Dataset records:
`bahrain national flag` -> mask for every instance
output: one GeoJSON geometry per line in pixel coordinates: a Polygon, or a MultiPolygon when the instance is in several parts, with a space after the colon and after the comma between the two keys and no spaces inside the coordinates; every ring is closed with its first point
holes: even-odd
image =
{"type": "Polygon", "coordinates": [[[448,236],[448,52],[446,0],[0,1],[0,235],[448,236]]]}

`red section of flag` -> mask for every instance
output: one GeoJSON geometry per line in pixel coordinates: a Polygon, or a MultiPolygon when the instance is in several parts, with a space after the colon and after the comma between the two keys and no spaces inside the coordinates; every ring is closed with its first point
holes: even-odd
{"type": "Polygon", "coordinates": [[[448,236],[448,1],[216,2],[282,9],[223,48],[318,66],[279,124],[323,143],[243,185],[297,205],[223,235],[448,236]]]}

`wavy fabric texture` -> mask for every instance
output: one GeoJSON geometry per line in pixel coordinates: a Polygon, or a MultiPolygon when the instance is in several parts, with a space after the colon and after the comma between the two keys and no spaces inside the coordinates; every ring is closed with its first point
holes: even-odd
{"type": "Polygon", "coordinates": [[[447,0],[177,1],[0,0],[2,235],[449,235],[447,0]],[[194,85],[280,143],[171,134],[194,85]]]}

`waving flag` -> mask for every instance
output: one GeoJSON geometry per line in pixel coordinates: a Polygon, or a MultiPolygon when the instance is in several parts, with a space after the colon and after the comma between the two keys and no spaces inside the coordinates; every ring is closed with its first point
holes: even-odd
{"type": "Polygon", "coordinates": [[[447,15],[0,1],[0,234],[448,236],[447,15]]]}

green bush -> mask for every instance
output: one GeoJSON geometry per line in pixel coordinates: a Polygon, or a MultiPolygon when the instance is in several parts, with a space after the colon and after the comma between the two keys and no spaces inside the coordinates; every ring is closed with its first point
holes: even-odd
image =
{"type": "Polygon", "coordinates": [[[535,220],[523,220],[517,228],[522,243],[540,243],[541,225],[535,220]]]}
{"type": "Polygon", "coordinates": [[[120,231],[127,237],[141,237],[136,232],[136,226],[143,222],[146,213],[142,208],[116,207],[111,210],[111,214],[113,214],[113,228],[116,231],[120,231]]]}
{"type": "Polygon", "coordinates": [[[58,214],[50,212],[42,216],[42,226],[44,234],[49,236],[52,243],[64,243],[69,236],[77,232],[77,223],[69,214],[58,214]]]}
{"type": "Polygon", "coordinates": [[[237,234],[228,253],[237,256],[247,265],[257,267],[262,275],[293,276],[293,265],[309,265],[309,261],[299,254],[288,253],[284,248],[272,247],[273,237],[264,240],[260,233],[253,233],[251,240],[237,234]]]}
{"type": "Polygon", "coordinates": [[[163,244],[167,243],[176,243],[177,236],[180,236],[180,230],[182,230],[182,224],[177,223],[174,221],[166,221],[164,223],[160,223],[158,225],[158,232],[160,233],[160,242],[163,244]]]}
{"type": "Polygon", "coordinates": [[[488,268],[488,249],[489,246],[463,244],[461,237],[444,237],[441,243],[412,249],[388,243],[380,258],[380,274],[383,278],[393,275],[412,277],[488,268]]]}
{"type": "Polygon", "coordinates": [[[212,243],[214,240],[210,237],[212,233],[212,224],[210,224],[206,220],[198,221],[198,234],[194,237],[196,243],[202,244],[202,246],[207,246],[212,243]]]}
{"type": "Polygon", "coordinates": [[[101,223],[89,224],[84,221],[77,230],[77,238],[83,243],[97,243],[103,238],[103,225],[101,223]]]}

[Exercise directions] From the listing above, copy each line that contains the word "mask". Treat uppercase and lowercase letters as different.

[The response]
`bahrain national flag` -> mask for every instance
`red section of flag` -> mask for every instance
`wavy fabric texture` -> mask for every instance
`waving flag` -> mask for every instance
green bush -> mask for every instance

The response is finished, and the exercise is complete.